• Information given:
• • • • • • •

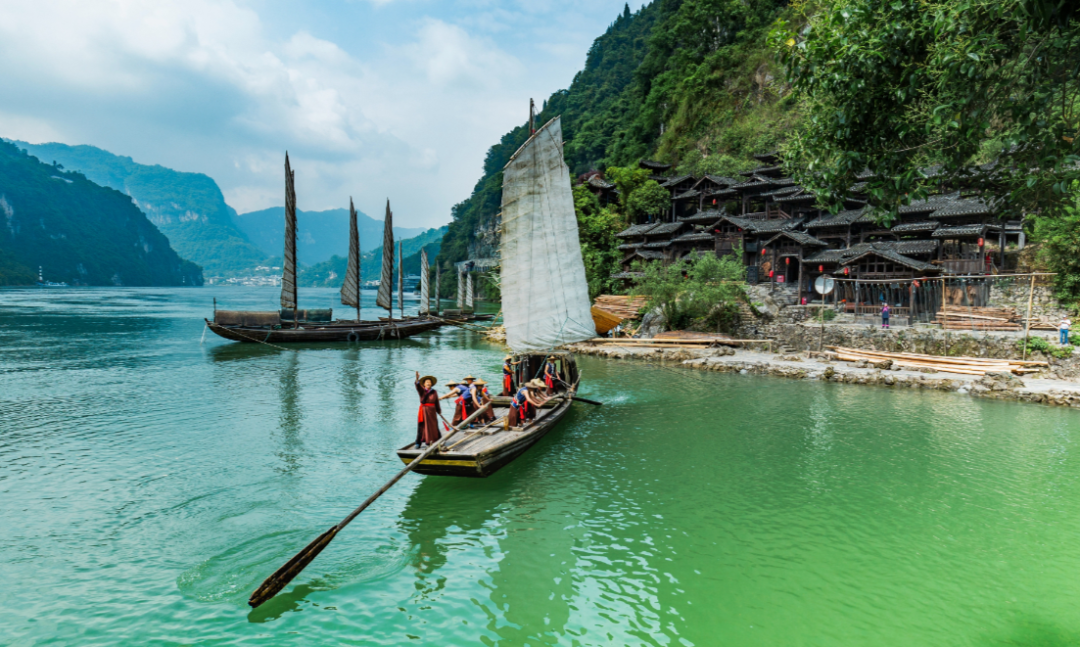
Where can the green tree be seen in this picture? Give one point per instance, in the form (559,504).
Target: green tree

• • • • • • •

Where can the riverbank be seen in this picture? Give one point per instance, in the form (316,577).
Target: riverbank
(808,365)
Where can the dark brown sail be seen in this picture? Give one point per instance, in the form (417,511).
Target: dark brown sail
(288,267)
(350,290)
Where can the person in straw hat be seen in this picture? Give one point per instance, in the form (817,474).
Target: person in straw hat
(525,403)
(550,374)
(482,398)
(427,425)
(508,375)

• • • • • • •

In the listing above, find the line with "Where can the green" and the line with "Target: green tree", then print exactly those lines and every line between them.

Where can the green tree be seen in this picture? Give one point per instance, in the form (559,504).
Target: green tree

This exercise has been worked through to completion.